◆ Opdracht ◆
Geef de hele tekst over de genezing bij de vijver Betzata woord voor woord weer.

◆ Leestekst ◆
════════════════

De genezing bij de vijver Betzata

1Jezus ging enige tijd later terug naar Jeruzalem om een van de Joodse feesten bij te wonen. 2Bij de Schaapspoort in Jeruzalem was de vijver Betzata met vijf zuilengalerijen. 3In die zuilengalerijen lagen talloze zieke mensen, zoals blinden, lammen en kreupelen, te wachten tot het water in beweging zou komen. 4Want van tijd tot tijd raakte een engel uit de hemel het water aan. Wie dan het eerst in het water stapte werd genezen, wat voor ziekte hij ook had. 5Er lag ook een man die al achtendertig jaar ziek was. 6Jezus zag hem daar liggen en wist dat hij al heel lang ziek was. Hij vroeg: ‘Wilt u gezond worden?’ 7De zieke man antwoordde Hem: ‘Ja, Here, maar ik heb niemand die mij het bad inhelpt als het water in beweging komt. En als ik het alleen probeer, ben ik altijd te laat.’ 8Jezus zei tegen hem: ‘Sta op! Pak uw matras en loop!’ 9De man werd direct gezond. Hij pakte zijn matras op en liep!

════════════════

◆ Het materiaal ◆
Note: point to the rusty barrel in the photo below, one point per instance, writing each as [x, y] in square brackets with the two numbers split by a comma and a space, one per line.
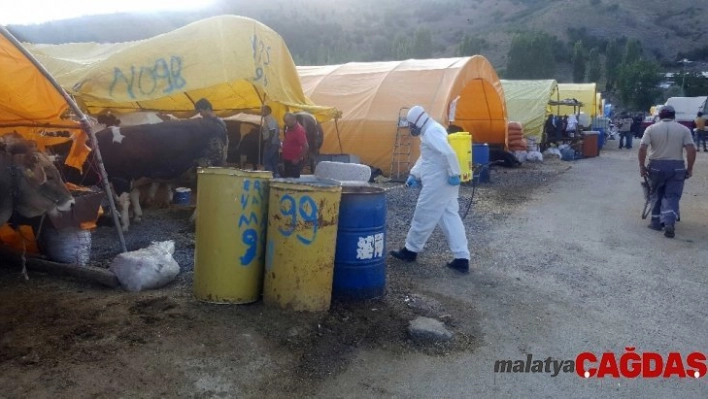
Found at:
[229, 255]
[302, 234]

════════════════

◆ Antwoord ◆
De genezing bij de vijver Betzata

1Jezus ging enige tijd later terug naar Jeruzalem om een van de Joodse feesten bij te wonen. 2Bij de Schaapspoort in Jeruzalem was de vijver Betzata met vijf zuilengalerijen. 3In die zuilengalerijen lagen talloze zieke mensen, zoals blinden, lammen en kreupelen, te wachten tot het water in beweging zou komen. 4Want van tijd tot tijd raakte een engel uit de hemel het water aan. Wie dan het eerst in het water stapte werd genezen, wat voor ziekte hij ook had. 5Er lag ook een man die al achtendertig jaar ziek was. 6Jezus zag hem daar liggen en wist dat hij al heel lang ziek was. Hij vroeg: ‘Wilt u gezond worden?’ 7De zieke man antwoordde Hem: ‘Ja, Here, maar ik heb niemand die mij het bad inhelpt als het water in beweging komt. En als ik het alleen probeer, ben ik altijd te laat.’ 8Jezus zei tegen hem: ‘Sta op! Pak uw matras en loop!’ 9De man werd direct gezond. Hij pakte zijn matras op en liep!